WHAT YOU WILL DO:
Using the audit guide, explain why GA4 session data cannot replace Search Console data when auditing.

PAGE EXTRACT:

§

Three tools cover 95 percent of audit needs. They’re not equivalent.

Tool Crawl size limit JS rendering Price Best for
Screaming Frog 500 URLs free, unlimited paid Yes (Chromium-based) £199/year One-off audits, deep technical inspection, exporting raw data into your own sheet
Sitebulb Unlimited (desktop), 500K+ (cloud) Yes $13.50/mo (desktop) to $40+/mo (cloud) Reports you hand to a client, visual analysis, prioritized hint lists for non-technical readers
Ahrefs Site Audit Tied to subscription tier Yes Bundled with Ahrefs ($129+/mo) Ongoing monitoring, integration with backlink and ranking data, scheduled re-crawls

My default: Screaming Frog for the inventory and technical inspection, Ahrefs Site Audit for the keyword and backlink overlay, and the master spreadsheet stitched together in Google Sheets. Sitebulb is the right choice when the deliverable is a report rather than a sheet of actions.

The gray area: low-traffic informational posts that never had a chance

Every audit surfaces a category that doesn’t fit cleanly into the matrix. Posts written for a real reader question, well-researched, well-written, but pulling 5 sessions a month because the keyword has 80 monthly searches and the post never got internal links or backlinks.

Deleting these feels wrong — they’re objectively useful. Updating them feels pointless — the ceiling is too low. The right call is almost always a merge into a stronger pillar piece. Take five thin posts, each ranking for a different micro-query, and weave their unique sections into one long pillar guide that targets the broader topic. The pillar gets length, internal coverage, and a clear topical signal. The thin posts get redirected, preserving link equity.

This is where the highest leverage on most audits hides. Not in the deletes. In the merges that turn a fragmented topic into a single ranking asset.

An audit isn’t about deleting half your library. It’s about treating each URL as a deliberate choice.

Common mistakes

The mistakes that come up over and over in audit retrospectives:

  • Mass deletion without redirects. The single most expensive mistake. You lose backlinks, internal link equity, and entity associations all at once. Always map deletions to redirects unless the URL has zero links anywhere.
  • Auditing without GSC data. If you don’t have at least 12 months of clean Search Console data, you’re flying blind. Sessions in GA4 are not a substitute — they don’t tell you what people searched for to land on the page.
  • Treating all posts the same. Educational support content fails the “low traffic, low conversion” test almost by definition. So do brand essays. Audit by purpose, not by raw numbers.
  • Auditing too often. Every 12 to 18 months is enough for most sites. Auditing every quarter just churns the library and burns the team out.
  • Deleting top-funnel content because “it doesn’t convert.” Top-funnel content feeds the rest of the funnel. If a popular awareness post never converts directly but supplies 30 percent of newsletter signups that later convert, deleting it craters everything downstream.

§

RECORD EXTRACTS:
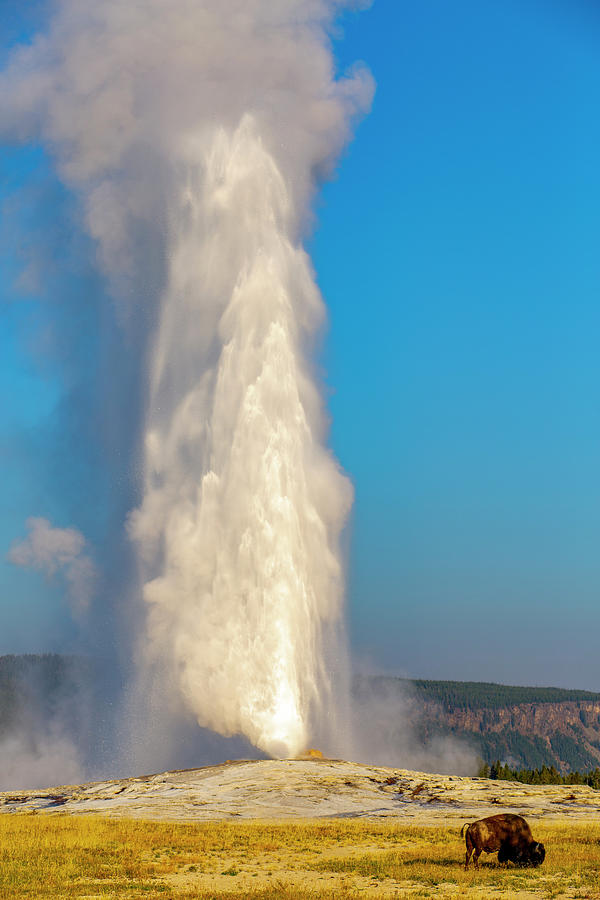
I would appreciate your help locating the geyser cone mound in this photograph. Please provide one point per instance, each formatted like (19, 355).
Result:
(309, 789)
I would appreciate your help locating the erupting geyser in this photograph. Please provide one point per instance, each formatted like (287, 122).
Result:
(241, 501)
(195, 132)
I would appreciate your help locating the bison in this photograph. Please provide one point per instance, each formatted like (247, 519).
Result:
(507, 834)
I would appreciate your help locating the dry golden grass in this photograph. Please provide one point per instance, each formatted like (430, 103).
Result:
(93, 857)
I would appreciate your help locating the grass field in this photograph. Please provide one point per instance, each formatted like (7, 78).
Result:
(93, 857)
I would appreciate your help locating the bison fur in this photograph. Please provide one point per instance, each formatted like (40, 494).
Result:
(506, 834)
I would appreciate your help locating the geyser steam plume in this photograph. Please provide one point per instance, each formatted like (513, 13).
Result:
(195, 132)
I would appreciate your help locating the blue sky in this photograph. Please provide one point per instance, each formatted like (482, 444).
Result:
(457, 250)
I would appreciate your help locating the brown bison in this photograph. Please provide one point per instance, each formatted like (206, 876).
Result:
(506, 834)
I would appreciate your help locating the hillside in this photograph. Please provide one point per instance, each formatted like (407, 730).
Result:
(526, 727)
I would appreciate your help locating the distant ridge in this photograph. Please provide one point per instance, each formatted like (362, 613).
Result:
(491, 695)
(522, 727)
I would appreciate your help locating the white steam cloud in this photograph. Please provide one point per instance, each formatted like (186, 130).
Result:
(207, 124)
(57, 551)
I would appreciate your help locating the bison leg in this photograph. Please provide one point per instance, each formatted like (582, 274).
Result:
(469, 844)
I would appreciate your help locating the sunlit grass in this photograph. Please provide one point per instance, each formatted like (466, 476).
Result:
(94, 857)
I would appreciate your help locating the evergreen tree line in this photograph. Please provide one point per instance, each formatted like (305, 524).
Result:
(543, 775)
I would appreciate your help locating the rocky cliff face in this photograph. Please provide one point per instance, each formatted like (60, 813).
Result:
(528, 735)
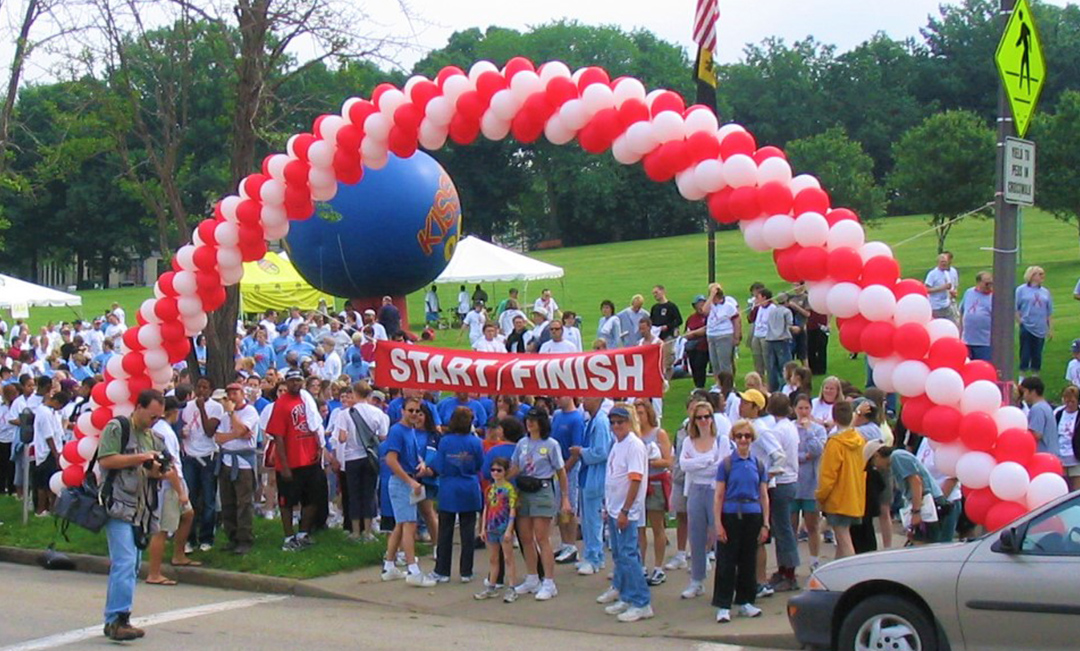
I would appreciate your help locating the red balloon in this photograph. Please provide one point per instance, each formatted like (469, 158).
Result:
(877, 338)
(880, 270)
(71, 451)
(812, 263)
(1015, 445)
(744, 203)
(811, 200)
(851, 334)
(942, 423)
(977, 502)
(912, 341)
(1002, 513)
(845, 265)
(100, 417)
(979, 369)
(73, 475)
(719, 206)
(739, 141)
(948, 352)
(908, 286)
(775, 198)
(1044, 462)
(979, 432)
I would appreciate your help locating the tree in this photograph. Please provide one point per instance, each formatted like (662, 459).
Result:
(944, 167)
(844, 167)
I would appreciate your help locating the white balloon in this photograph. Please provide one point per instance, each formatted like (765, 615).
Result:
(873, 249)
(754, 234)
(774, 168)
(1045, 488)
(882, 374)
(701, 120)
(574, 114)
(945, 387)
(779, 231)
(844, 300)
(847, 233)
(973, 470)
(811, 229)
(667, 126)
(909, 378)
(981, 395)
(687, 187)
(740, 171)
(1009, 418)
(942, 328)
(801, 182)
(818, 294)
(709, 175)
(1009, 480)
(877, 302)
(913, 308)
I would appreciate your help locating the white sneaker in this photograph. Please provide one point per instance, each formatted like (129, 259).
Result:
(617, 608)
(419, 580)
(527, 587)
(609, 596)
(548, 591)
(636, 614)
(694, 590)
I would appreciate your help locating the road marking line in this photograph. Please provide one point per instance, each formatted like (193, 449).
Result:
(162, 618)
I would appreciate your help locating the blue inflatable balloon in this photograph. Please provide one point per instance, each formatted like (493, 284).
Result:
(391, 233)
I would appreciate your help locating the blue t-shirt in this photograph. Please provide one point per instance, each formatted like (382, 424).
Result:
(568, 429)
(458, 461)
(403, 441)
(1035, 307)
(742, 487)
(975, 310)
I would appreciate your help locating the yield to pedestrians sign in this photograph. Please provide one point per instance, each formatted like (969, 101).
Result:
(1021, 64)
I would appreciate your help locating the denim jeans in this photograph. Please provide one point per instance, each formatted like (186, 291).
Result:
(592, 528)
(629, 579)
(780, 521)
(202, 488)
(123, 568)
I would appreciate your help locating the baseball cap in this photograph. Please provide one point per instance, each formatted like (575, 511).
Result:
(753, 395)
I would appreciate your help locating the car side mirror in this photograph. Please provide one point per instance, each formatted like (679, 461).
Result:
(1008, 542)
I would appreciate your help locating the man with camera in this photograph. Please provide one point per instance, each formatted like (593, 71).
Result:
(132, 458)
(235, 477)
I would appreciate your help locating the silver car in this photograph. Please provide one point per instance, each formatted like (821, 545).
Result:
(1010, 590)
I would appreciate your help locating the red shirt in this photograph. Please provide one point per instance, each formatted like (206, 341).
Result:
(289, 422)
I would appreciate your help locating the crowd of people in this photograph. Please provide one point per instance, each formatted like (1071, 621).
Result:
(301, 434)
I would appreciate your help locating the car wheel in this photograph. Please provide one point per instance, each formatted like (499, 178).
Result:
(887, 622)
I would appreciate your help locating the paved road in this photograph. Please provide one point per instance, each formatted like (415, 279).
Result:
(45, 610)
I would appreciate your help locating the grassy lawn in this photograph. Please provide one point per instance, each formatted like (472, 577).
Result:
(332, 553)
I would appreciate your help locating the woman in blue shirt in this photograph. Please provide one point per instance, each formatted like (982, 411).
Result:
(458, 463)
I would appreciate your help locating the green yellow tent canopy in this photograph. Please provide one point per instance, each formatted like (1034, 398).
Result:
(273, 283)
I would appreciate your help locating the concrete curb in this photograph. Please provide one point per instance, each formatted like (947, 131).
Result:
(202, 577)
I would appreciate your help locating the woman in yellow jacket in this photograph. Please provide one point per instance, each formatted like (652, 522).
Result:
(841, 478)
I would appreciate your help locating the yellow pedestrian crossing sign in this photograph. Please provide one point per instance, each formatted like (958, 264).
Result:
(1021, 64)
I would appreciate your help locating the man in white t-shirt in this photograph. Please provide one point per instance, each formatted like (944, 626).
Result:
(941, 288)
(201, 419)
(491, 341)
(557, 343)
(237, 478)
(624, 503)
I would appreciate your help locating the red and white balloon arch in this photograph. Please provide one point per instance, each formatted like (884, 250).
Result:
(953, 401)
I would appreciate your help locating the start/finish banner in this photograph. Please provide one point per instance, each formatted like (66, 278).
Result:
(625, 371)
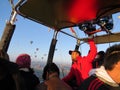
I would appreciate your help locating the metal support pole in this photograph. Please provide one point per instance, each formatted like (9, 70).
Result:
(52, 48)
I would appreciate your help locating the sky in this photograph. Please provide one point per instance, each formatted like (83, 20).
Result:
(27, 30)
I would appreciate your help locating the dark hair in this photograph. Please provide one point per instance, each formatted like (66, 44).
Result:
(101, 53)
(50, 68)
(112, 56)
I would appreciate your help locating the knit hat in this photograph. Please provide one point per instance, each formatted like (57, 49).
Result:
(70, 52)
(24, 61)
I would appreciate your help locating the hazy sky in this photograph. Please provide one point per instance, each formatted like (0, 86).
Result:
(27, 31)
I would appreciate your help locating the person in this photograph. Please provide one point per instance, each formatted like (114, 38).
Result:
(99, 59)
(10, 78)
(106, 77)
(81, 65)
(51, 77)
(30, 79)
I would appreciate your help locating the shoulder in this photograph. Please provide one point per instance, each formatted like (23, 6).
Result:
(41, 86)
(93, 83)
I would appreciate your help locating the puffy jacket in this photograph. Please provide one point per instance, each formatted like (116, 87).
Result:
(80, 69)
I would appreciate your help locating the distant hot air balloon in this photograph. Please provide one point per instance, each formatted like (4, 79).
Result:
(31, 42)
(37, 49)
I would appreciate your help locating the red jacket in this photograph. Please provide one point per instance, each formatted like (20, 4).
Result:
(82, 66)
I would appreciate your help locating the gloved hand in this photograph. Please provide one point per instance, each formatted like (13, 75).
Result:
(90, 36)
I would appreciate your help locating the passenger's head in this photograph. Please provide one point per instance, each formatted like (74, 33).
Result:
(24, 61)
(49, 69)
(4, 55)
(112, 57)
(100, 54)
(74, 54)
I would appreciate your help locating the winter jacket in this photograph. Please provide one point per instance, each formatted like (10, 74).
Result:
(82, 66)
(99, 80)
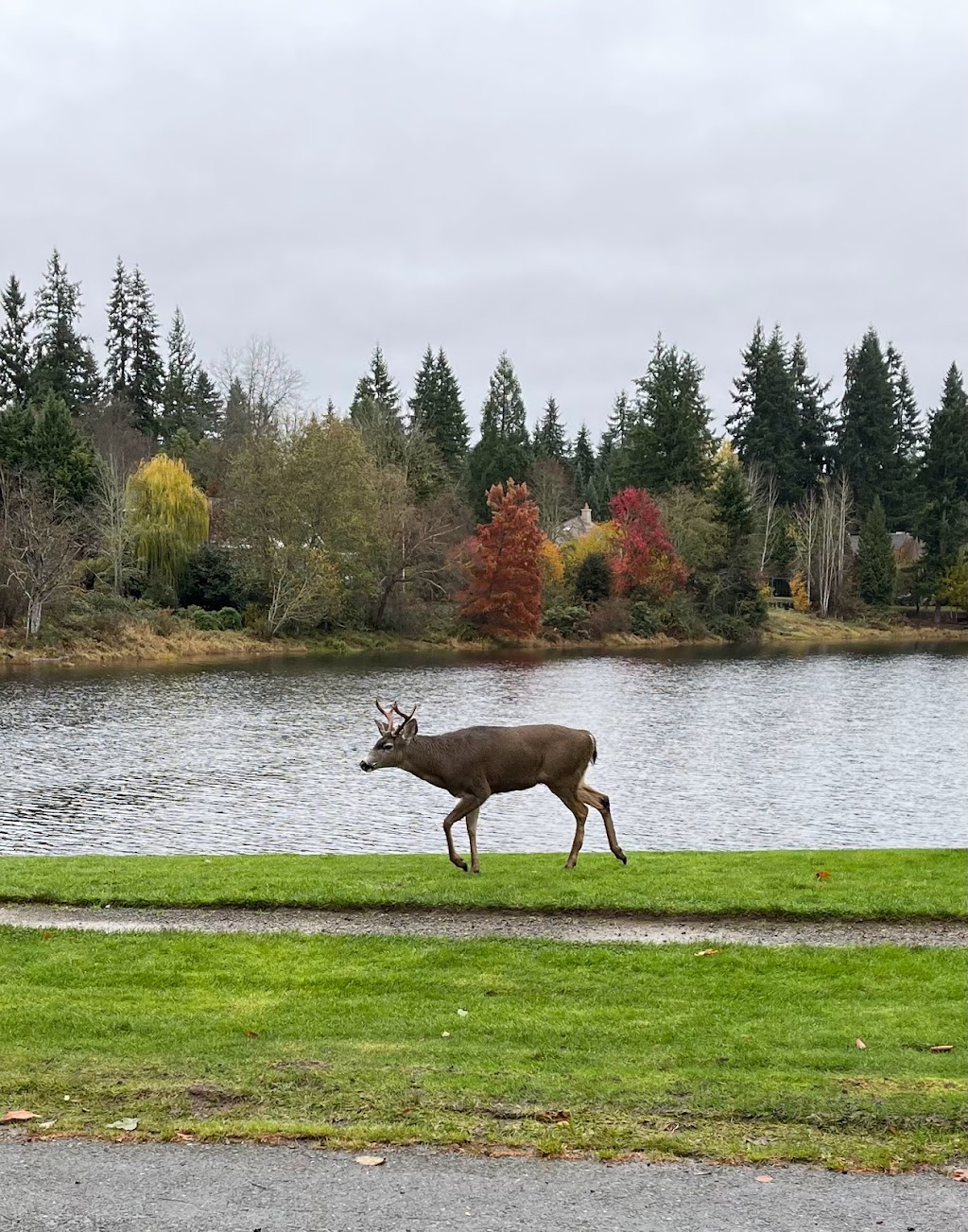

§

ANSWER TO THIS PROBLEM:
GA4 sessions don't show what people searched for to land on a page. Without at least 12 months of clean Search Console data, the audit is flying blind.